= Exercise objective =
Copy every line of the entries below word for word, omitting the pictures.

>>

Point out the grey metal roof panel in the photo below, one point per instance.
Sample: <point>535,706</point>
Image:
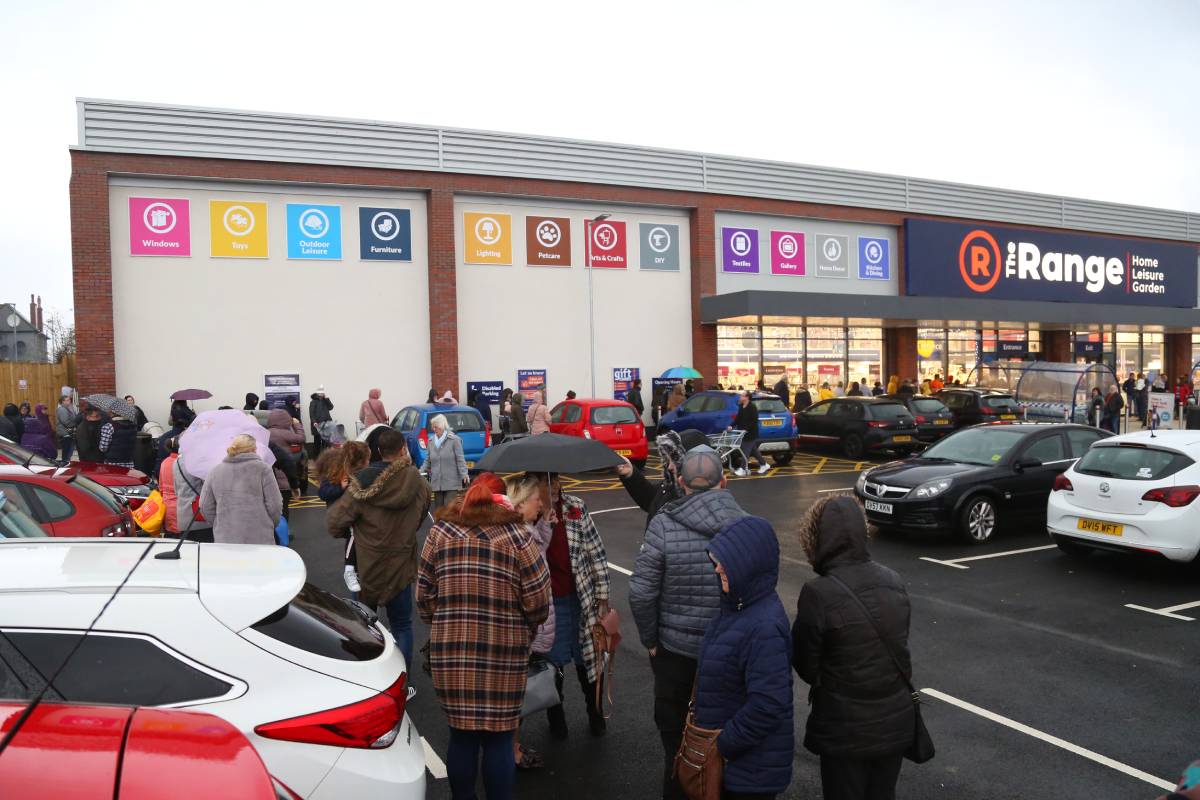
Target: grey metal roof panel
<point>223,133</point>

<<

= Expected answer =
Point out the grey metal roof panel in the photo below, one point per instance.
Sample: <point>535,706</point>
Image:
Target: grey metal roof panel
<point>223,133</point>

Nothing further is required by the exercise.